→ TASK REQUIREMENTS: Output every record word for word.

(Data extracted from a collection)
--------------------

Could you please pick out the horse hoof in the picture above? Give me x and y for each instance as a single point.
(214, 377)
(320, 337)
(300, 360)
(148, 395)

--------------------

→ COMPLETED EXERCISE:
Could you please pick out the horse hoof in the picture above? Give me x and y for each instance as a single point.
(214, 377)
(320, 337)
(300, 360)
(148, 395)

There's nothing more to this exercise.